[Dataset records on object locations]
+++

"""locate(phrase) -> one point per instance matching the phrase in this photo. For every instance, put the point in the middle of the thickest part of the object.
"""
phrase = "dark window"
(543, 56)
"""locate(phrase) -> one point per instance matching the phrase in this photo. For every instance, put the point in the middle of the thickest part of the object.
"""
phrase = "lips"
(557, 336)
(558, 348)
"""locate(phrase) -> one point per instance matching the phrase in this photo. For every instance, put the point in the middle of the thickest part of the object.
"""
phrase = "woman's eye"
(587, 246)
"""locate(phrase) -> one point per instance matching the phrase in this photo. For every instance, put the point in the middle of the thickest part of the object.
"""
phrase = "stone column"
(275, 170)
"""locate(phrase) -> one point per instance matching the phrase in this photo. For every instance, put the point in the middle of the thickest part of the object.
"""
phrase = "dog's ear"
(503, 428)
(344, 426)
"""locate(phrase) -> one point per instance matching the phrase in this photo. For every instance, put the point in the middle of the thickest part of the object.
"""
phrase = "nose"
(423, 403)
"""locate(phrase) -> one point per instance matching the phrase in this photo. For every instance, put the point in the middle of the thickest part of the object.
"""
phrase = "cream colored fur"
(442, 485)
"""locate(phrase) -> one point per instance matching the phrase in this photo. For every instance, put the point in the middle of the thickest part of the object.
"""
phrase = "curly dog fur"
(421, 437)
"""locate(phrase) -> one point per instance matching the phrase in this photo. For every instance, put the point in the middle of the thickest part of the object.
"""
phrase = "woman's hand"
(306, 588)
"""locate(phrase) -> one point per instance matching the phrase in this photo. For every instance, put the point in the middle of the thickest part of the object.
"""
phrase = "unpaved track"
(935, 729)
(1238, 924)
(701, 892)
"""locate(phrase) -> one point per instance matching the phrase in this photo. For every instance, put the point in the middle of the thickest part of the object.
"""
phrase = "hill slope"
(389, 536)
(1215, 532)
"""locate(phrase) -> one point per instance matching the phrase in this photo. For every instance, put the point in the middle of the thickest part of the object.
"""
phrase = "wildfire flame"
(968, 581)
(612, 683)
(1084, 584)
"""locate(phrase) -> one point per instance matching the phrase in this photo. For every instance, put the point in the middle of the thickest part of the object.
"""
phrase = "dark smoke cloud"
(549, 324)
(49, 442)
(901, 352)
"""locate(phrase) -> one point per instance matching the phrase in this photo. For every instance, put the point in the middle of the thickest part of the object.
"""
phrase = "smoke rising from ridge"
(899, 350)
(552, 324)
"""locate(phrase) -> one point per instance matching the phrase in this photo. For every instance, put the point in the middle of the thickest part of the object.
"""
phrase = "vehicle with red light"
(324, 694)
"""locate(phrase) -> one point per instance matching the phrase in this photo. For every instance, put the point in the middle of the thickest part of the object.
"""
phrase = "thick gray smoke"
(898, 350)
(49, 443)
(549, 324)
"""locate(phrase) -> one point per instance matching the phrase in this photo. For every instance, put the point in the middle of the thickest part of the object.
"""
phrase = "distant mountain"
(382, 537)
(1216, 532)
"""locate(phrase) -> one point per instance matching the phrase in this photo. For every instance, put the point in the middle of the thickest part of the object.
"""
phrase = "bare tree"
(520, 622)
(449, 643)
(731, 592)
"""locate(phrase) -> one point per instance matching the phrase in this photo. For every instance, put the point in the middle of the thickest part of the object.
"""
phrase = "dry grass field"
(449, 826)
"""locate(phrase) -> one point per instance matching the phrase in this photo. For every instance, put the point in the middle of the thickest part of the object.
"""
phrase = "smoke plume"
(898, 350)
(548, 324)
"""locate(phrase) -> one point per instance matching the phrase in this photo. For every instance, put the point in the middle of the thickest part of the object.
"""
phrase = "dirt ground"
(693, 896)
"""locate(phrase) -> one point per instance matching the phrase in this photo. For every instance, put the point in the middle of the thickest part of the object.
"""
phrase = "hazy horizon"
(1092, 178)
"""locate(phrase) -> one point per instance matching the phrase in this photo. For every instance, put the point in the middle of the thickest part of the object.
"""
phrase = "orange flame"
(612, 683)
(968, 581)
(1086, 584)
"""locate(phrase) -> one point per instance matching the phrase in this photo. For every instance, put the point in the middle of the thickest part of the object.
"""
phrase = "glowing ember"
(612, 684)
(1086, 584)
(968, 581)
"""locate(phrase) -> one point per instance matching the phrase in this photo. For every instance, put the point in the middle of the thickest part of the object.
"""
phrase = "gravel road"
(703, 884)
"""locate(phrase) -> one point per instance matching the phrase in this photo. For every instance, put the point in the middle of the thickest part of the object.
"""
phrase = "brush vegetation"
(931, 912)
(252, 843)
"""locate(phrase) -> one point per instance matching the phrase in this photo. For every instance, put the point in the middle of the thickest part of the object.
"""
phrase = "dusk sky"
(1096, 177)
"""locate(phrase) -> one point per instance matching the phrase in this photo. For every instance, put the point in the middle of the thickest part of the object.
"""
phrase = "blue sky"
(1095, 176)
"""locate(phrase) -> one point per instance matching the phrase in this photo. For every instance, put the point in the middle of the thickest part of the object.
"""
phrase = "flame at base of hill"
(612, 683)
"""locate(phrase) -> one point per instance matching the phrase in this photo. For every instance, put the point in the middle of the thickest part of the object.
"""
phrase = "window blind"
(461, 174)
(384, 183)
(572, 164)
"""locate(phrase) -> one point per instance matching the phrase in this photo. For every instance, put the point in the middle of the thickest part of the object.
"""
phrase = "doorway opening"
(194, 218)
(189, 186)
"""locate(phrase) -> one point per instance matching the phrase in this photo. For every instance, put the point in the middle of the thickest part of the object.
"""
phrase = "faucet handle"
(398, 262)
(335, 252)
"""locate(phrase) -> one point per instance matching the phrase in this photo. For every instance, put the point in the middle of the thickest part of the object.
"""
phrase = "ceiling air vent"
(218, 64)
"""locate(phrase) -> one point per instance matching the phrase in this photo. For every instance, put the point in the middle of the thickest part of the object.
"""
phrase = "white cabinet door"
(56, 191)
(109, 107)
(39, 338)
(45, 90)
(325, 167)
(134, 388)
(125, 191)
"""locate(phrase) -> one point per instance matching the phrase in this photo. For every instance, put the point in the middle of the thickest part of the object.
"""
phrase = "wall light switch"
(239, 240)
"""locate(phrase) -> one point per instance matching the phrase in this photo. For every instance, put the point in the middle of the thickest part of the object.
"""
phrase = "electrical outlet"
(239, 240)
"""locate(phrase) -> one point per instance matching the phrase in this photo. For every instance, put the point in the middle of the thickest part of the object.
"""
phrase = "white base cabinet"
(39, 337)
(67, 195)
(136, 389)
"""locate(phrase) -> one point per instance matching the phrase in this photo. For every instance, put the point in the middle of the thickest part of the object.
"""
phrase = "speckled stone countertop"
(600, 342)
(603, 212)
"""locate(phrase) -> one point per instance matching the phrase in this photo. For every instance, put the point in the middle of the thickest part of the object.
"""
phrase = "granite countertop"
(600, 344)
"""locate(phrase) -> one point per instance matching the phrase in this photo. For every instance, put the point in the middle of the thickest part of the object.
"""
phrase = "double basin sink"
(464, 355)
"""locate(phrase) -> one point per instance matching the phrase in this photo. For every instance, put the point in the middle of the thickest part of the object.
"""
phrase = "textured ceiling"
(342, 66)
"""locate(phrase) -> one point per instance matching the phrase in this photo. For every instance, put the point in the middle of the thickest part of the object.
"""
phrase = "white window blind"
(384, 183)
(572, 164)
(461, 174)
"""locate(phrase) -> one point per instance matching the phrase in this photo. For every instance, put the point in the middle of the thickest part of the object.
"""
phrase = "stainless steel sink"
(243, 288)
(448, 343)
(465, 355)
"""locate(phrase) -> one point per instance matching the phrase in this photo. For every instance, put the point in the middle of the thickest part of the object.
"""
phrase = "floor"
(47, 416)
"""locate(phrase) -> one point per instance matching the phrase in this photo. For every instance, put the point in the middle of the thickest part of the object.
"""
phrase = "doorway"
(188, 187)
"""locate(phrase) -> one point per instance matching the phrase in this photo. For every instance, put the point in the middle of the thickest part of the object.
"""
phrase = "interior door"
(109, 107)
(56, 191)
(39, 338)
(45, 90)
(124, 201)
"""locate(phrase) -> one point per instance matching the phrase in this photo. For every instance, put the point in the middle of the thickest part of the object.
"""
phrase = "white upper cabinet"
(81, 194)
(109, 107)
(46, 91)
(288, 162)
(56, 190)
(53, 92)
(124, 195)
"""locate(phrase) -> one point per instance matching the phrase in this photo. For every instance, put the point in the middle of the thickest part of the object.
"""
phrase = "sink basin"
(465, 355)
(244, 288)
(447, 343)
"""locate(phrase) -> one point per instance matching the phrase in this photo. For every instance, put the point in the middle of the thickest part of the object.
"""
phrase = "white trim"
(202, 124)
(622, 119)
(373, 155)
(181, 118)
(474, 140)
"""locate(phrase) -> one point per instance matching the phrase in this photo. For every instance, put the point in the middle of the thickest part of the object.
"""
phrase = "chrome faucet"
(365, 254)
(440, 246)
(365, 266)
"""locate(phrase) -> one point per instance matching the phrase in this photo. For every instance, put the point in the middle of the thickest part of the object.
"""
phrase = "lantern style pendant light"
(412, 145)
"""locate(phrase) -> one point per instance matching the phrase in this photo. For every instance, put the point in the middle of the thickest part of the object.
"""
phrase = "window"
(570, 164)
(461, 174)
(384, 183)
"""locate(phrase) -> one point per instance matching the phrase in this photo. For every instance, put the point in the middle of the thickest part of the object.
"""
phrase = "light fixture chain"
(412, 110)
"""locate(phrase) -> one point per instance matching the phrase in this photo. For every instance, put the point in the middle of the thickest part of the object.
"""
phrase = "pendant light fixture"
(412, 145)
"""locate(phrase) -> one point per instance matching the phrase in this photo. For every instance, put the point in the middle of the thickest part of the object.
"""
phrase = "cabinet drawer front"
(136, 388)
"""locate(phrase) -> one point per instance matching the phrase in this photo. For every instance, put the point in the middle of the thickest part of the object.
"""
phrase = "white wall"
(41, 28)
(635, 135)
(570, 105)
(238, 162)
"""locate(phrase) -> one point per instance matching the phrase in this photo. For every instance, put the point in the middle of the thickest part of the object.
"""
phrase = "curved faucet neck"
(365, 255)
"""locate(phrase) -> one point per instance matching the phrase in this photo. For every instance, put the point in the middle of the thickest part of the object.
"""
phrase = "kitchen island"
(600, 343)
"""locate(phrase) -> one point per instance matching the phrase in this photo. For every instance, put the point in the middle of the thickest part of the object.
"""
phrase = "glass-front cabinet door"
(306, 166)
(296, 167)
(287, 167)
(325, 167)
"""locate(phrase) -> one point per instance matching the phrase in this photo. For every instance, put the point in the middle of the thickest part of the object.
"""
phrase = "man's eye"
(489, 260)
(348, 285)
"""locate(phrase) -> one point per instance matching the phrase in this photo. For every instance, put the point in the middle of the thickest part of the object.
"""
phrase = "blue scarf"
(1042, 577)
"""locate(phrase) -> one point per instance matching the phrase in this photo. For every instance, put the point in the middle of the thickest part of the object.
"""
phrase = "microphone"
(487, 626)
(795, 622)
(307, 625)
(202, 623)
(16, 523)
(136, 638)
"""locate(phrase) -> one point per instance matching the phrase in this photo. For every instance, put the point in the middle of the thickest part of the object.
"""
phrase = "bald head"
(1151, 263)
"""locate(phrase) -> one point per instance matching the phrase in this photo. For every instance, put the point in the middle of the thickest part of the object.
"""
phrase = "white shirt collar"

+++

The problem :: Find each line in the records above that contains the word "white" and copy it out.

Expected answer ::
phrase = "white cabinet door"
phrase = "white base cabinet"
phrase = "white window blind"
phrase = "white upper cabinet"
phrase = "white trim"
phrase = "white wall"
phrase = "white shirt collar"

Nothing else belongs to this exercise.